▸ Task objective
Write out the whole listing word for word.

▸ Dataset records
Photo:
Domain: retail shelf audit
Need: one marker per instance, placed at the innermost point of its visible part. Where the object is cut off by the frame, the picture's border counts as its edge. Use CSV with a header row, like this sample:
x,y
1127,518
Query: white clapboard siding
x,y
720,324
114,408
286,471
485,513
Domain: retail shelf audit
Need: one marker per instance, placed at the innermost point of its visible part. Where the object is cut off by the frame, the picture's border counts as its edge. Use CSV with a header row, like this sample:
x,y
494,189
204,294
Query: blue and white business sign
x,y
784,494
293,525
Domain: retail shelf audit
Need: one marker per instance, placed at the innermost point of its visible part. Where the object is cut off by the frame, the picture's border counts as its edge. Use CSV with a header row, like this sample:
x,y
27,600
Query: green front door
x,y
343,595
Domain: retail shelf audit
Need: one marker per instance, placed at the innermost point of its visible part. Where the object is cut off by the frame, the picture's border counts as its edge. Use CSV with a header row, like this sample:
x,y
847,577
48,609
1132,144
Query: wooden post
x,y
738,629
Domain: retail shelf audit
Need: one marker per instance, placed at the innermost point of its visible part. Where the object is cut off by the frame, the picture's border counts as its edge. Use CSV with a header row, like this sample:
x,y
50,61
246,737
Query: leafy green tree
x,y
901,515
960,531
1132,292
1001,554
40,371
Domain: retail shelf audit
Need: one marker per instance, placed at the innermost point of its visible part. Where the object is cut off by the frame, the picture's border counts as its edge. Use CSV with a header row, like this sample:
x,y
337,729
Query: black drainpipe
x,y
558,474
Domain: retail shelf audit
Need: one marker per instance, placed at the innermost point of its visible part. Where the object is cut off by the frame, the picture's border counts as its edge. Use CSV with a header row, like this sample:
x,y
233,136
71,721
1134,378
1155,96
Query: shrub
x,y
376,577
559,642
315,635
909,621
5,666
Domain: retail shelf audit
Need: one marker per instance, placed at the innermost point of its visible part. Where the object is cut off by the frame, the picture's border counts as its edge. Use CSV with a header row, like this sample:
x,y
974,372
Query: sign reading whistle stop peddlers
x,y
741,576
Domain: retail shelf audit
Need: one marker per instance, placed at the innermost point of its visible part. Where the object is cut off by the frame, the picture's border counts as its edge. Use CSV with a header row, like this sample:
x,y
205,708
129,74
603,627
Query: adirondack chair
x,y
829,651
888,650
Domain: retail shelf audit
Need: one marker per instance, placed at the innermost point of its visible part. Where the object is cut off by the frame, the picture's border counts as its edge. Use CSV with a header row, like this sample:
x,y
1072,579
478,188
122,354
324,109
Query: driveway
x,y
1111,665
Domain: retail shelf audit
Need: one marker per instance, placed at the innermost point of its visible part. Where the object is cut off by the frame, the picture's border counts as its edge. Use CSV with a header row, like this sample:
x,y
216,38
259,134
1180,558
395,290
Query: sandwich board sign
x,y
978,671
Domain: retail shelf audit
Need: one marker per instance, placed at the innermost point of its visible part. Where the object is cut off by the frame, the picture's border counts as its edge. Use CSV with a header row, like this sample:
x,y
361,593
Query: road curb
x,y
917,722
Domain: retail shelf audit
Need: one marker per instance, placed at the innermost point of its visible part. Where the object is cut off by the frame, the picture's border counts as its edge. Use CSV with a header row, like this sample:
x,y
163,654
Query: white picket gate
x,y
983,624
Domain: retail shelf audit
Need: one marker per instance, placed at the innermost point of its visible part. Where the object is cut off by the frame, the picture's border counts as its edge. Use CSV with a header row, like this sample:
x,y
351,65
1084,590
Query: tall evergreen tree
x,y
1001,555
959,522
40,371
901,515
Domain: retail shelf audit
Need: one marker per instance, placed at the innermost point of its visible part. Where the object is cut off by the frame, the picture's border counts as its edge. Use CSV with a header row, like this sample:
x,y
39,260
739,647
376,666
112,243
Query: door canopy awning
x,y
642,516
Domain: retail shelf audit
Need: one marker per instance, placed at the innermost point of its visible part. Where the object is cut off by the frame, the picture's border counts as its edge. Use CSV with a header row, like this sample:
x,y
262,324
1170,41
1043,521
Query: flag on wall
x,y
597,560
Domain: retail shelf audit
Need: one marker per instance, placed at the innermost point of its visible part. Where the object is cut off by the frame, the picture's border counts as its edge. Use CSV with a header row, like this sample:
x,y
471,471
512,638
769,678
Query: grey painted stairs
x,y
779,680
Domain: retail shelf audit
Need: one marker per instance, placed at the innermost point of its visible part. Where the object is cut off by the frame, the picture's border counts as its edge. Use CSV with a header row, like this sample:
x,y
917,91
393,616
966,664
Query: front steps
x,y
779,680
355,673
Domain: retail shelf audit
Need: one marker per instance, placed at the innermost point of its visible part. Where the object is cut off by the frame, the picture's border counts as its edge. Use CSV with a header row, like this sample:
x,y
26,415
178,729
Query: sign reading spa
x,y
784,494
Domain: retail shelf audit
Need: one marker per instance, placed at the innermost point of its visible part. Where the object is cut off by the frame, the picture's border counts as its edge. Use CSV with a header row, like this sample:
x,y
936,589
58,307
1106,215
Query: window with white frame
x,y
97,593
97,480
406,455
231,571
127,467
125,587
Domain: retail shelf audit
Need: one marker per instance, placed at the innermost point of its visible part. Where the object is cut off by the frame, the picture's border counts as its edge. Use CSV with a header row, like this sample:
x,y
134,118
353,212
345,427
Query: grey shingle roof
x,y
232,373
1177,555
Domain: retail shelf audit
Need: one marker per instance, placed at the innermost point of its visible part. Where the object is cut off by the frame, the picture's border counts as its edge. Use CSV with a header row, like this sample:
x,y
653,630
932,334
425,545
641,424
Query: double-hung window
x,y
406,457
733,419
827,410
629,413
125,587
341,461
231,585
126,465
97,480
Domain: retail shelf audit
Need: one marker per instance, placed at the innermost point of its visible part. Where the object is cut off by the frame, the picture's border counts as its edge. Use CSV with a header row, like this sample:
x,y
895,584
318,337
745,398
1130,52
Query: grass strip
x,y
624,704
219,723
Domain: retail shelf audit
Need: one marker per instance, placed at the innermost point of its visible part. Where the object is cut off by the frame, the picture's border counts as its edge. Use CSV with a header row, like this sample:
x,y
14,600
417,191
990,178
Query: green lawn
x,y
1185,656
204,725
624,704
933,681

▸ Complete response
Photo:
Domain: retail shelf audit
Need: one marker per instance, placed at the innermost point of its visible part. Where the object is cut off by the frame, the picture's border counts as its edge. Use CSV with a header row, like this sample:
x,y
1127,518
Query: white clapboard siding
x,y
720,324
114,408
286,471
485,513
Domain: retail shelf audit
Need: one marker per instance, placed at the innermost point of its visible part. Where the object is cut off by the frame, the picture's border counts as its edge. Use CSV with a header row, like this sample:
x,y
494,189
204,294
Query: blue and white business sign
x,y
784,494
293,525
Domain: retail shelf audit
Need: one marker per instance, placed at the innermost point of its visible part. Where the object is cut off by the frame, the picture's border counts as its edge. Use CSV with a header row, like this sample:
x,y
27,600
Query: green front door
x,y
343,595
Domain: retail shelf audit
Need: one marker per instance, placed at the innermost point of its visible part. Where the object is cut off by the frame, the picture's border counts as its edge. Use CSV with a header row, like this sample:
x,y
847,577
48,609
1132,144
Query: wooden post
x,y
738,629
Domain: retail shelf audit
Need: one marker per instance, placed at the innermost point of its visible part. Where the object is cut off by the frame, the picture's border counts as its edge. Use CSV with a header row, like this sample:
x,y
50,61
246,737
Query: leafy green tree
x,y
901,515
960,531
1132,292
1001,554
40,371
Domain: retail shelf audit
Need: one marker per instance, placed at the innermost point of its visible part. Where the object is cut off by the frame, the picture's border counts as its edge. Use CSV with a header row, like this sample:
x,y
337,729
Query: black drainpipe
x,y
558,474
Domain: retail shelf audit
Need: one marker per instance, placed at the innermost point of its visible part. Where the object is cut off by the frame, the picture's border counts as its edge. Use CSV with a header row, like this sample:
x,y
233,136
71,721
1134,378
1155,96
Query: shrub
x,y
376,577
559,642
315,635
909,621
5,666
Domain: retail shelf audit
Need: one marker per instance, placed at the innermost point of its visible part. Where the object is cut off by the frame, the picture's border counts as its edge. Use CSV with a header row, like this sample:
x,y
974,372
Query: sign reading whistle stop peddlers
x,y
741,576
Domain: retail shelf audit
Need: one marker per instance, placed at the innermost point of its visible part. Where the object is cut off by the frame, the picture's border counts as its edge. Use CSV with a header row, like this sample:
x,y
205,708
129,74
603,627
Query: adirondack chair
x,y
829,651
888,650
Domain: retail shelf audit
Need: one marker per instance, placed at the innermost point of its visible part. Where the object is cut off by the frame, the picture's border counts as its edge. Use CSV with a header row, like this sample:
x,y
1072,579
478,188
122,354
324,109
Query: driveway
x,y
1111,665
Domain: retail shelf audit
Need: one marker per instance, placed at the innermost point of its visible part. Where the object is cut off by the frame, the picture's border counts as its edge. Use CSV with a header row, like this sample:
x,y
216,38
259,134
1180,558
395,290
Query: sandwich board sign
x,y
978,671
Domain: retail shelf audit
Need: one marker per instance, placed at the innermost point of its visible part. Where the object is cut off by the frame, the picture's border counts as its edge. Use CSV with a header row, like this sample:
x,y
361,593
Query: road curb
x,y
917,722
Domain: retail shelf audit
Need: one marker per instance, placed at the innermost point of its visible part. Where the object is cut off by the frame, the picture's border counts as its edge. Use CSV with a header row, like this sample:
x,y
163,654
Query: white picket gate
x,y
983,624
Domain: retail shelf audit
Need: one marker per instance, placed at the innermost point of its visible part. Where the object is cut off by the frame, the picture's border counts as its edge. Use CSV with a header row, like this sample:
x,y
351,65
1084,590
Query: tall evergreen tree
x,y
1001,555
959,522
40,371
901,515
Domain: retail shelf audit
Need: one marker per instance, placed at the innermost point of its visible part. Where the object is cut off by the frame, the picture's border counts as its edge. Use CSV with a header row, like this sample:
x,y
39,260
739,647
376,666
112,243
Query: door canopy awning
x,y
642,516
Domain: retail shelf audit
Need: one marker per instance, placed at the innermost point of its visible part. Where the object is cut off by the frame, the picture's border counts as its edge. Use CSV with a header row, like this sample:
x,y
262,324
1170,41
1043,521
Query: flag on wall
x,y
597,560
Domain: retail shelf audit
Need: one marker per instance, placed at the innermost point of its visible part. Where the object is cut off by the frame, the picture's border counts as its edge. Use CSV with a header row, like this sample:
x,y
471,471
512,638
769,678
Query: grey painted stairs
x,y
779,680
Domain: retail shelf audit
Need: one marker per instance, placed at the innermost point of its visible part. Where the object is cut off by the frame, the picture's border counts as its edge. Use CSV with a header row, like this sample:
x,y
917,91
393,616
966,664
Query: front steps
x,y
779,680
355,673
Domain: retail shelf audit
Need: one marker per instance, placed at the innermost point of its visible part. Where the object is cut off by the frame, the picture's border counts as its edge. Use CSV with a header row, like this sample:
x,y
26,415
178,729
Query: sign reading spa
x,y
784,494
Domain: retail shelf audit
Need: one marker per instance, placed at the innermost point of its visible part. Where the object is cut off by the frame, the picture's border counts as its edge. Use CSV with a header row, like this sample:
x,y
936,589
58,307
1106,215
Query: window with white frame
x,y
97,593
97,480
406,455
231,571
127,467
125,587
Domain: retail shelf audit
Need: one marker per instance, placed at the innermost point of its visible part. Where the object is cut off by the frame, the picture's border counts as its edge. Use CSV with a header row, like this sample:
x,y
134,118
353,212
345,427
Query: grey shingle roof
x,y
232,373
1177,555
Domain: retail shelf audit
Need: one marker per instance, placed at the innermost point of its visible part. Where the object is cut off by the frame, the picture's border counts as its edge. Use CSV with a header row, like this sample:
x,y
653,630
932,334
425,545
641,424
Query: double-hung window
x,y
406,457
733,419
827,410
629,413
125,587
341,461
231,585
126,465
97,480
Domain: retail shelf audit
Need: one marker per instance, placed at the innermost point of its visible part. Where the object is cut off by the frame, the picture's border counts as its edge. Use CSV with a header row, like this sample:
x,y
895,584
318,337
745,398
1130,52
Query: grass strip
x,y
624,704
219,723
Domain: retail shelf audit
Need: one marker per instance, placed at the innermost point of its visible part. Where the object is cut off by the frame, the picture's border counts as its edge. Use CSV with a header row, like this sample:
x,y
14,600
417,191
990,178
Query: green lawn
x,y
1185,656
204,725
624,704
933,681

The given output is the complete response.